- What to work on: The expected response is the full listing, retyped exactly, without its images.

• • • • • • •

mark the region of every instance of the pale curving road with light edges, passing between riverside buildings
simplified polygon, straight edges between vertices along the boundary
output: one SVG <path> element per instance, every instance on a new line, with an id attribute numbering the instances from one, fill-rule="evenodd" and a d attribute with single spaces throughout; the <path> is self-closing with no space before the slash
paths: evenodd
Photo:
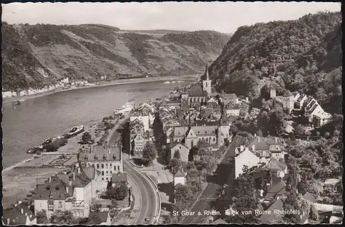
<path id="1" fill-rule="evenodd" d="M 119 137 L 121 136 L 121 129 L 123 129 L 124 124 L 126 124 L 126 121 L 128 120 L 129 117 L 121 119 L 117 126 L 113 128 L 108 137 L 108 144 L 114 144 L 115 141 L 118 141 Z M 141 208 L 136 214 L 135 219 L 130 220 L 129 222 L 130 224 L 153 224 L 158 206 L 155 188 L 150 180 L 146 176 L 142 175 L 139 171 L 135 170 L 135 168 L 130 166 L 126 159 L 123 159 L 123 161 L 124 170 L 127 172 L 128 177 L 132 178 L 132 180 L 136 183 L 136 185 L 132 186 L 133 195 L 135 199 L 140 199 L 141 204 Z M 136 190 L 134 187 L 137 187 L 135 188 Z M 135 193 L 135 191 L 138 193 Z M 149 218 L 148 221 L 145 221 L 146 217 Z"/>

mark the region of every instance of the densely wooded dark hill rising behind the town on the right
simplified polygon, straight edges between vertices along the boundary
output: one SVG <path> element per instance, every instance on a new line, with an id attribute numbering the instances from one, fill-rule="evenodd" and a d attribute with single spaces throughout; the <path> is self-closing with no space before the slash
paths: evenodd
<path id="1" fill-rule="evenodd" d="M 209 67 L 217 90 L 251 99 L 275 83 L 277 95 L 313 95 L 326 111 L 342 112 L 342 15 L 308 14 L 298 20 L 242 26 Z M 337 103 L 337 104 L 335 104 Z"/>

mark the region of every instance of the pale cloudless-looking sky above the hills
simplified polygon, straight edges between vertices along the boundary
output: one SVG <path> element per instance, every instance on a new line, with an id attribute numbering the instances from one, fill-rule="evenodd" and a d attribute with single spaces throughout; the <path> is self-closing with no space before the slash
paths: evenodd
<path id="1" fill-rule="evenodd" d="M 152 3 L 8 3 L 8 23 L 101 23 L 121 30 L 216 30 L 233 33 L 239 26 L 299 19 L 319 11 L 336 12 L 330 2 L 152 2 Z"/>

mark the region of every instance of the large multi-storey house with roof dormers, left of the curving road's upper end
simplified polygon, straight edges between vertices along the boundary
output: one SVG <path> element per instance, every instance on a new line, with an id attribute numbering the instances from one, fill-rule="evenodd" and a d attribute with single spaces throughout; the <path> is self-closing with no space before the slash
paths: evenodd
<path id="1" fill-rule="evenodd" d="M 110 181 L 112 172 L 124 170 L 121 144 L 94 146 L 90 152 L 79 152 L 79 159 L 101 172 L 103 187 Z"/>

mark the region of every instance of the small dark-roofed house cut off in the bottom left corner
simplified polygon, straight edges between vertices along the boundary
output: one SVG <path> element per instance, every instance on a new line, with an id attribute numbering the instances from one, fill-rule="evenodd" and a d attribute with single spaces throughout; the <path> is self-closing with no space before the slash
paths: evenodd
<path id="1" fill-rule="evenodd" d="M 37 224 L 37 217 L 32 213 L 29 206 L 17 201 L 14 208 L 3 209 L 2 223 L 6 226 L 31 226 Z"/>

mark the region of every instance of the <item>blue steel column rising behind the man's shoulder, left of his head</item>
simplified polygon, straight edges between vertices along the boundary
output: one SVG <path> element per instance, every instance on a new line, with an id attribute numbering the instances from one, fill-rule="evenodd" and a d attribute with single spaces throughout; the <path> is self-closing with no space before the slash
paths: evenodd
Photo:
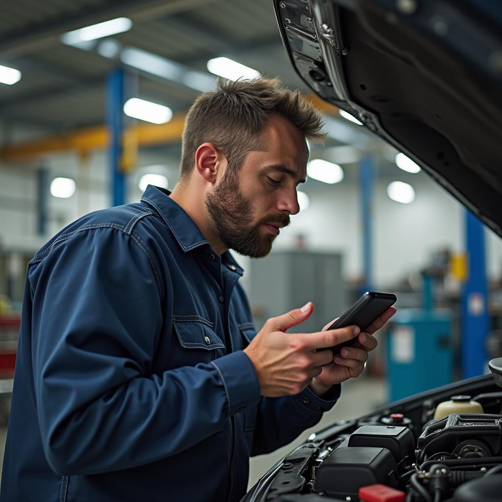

• • • • • • •

- Solution to the problem:
mark the region of every instance of the pale curving road with light edges, passing between riverside buildings
simplified polygon, straight edges between vertices along the boundary
output: one SVG <path> element per instance, every instance on a new line, with an id attribute numbering the instances from one, fill-rule="evenodd" and a d attribute with single spaces throughout; the <path> is self-closing with no space before the slash
paths: evenodd
Photo:
<path id="1" fill-rule="evenodd" d="M 119 137 L 121 136 L 121 129 L 123 129 L 124 124 L 126 124 L 126 121 L 128 120 L 129 117 L 121 119 L 117 126 L 113 128 L 108 137 L 108 144 L 114 144 L 115 141 L 118 141 Z M 141 208 L 136 214 L 135 219 L 130 220 L 129 222 L 130 224 L 153 224 L 158 206 L 155 188 L 150 180 L 146 176 L 142 175 L 139 171 L 135 170 L 135 168 L 130 166 L 126 159 L 123 159 L 123 161 L 124 170 L 127 172 L 128 177 L 132 178 L 132 180 L 136 183 L 136 185 L 132 186 L 133 195 L 135 199 L 140 199 L 141 204 Z M 136 190 L 134 187 L 137 187 L 135 188 Z M 135 193 L 135 191 L 138 193 Z M 149 218 L 148 221 L 145 221 L 146 217 Z"/>

mark the region of every instance of the densely wooded dark hill rising behind the town on the right
simplified polygon, straight edges between vertices along the boundary
output: one SVG <path> element per instance, every instance on a new line, with an id attribute numbering the instances from one, fill-rule="evenodd" and a d attribute with single spaces throughout; the <path> is self-closing with no space before the slash
paths: evenodd
<path id="1" fill-rule="evenodd" d="M 209 67 L 217 90 L 251 99 L 275 83 L 277 95 L 313 95 L 326 111 L 342 112 L 342 15 L 308 14 L 298 20 L 242 26 Z M 337 103 L 337 104 L 335 104 Z"/>

mark the region of every instance of the pale cloudless-looking sky above the hills
simplified polygon, straight edges between vertices along the boundary
output: one SVG <path> element per instance, every instance on a new line, with an id attribute numbering the instances from one, fill-rule="evenodd" and a d attribute with single spaces throughout; the <path> is self-closing with no space before the slash
paths: evenodd
<path id="1" fill-rule="evenodd" d="M 152 3 L 8 3 L 8 23 L 101 23 L 121 30 L 216 30 L 233 33 L 239 26 L 299 19 L 319 11 L 336 12 L 330 2 L 152 2 Z"/>

mark the region of every instance of the large multi-storey house with roof dormers, left of the curving road's upper end
simplified polygon, straight edges between vertices along the boundary
output: one SVG <path> element per instance, every instance on a new line, with an id attribute numbering the instances from one, fill-rule="evenodd" and a d attribute with single spaces throughout; the <path> is self-closing with no space before the slash
paths: evenodd
<path id="1" fill-rule="evenodd" d="M 110 181 L 112 172 L 124 170 L 121 144 L 94 146 L 90 152 L 79 152 L 79 159 L 101 172 L 103 187 Z"/>

mark the region of every instance of the small dark-roofed house cut off in the bottom left corner
simplified polygon, straight edges between vertices along the boundary
output: one SVG <path> element per instance, every instance on a new line, with an id attribute numbering the instances from one, fill-rule="evenodd" and a d attribute with single spaces throughout; the <path> is self-closing with no space before the slash
paths: evenodd
<path id="1" fill-rule="evenodd" d="M 37 224 L 37 217 L 32 213 L 29 206 L 17 201 L 14 208 L 3 209 L 2 223 L 6 226 L 31 226 Z"/>

mark the region of every instance of the <item>blue steel column rising behind the man's shoulder, left of his head</item>
simplified polygon, straight edges between vertices along the boundary
output: one SVG <path> element per instance, every instance on a new line, with an id attribute numbering the instances from one, fill-rule="evenodd" and a d attribute with single spaces throughout; the <path> is self-closing with no space before the slash
paths: evenodd
Photo:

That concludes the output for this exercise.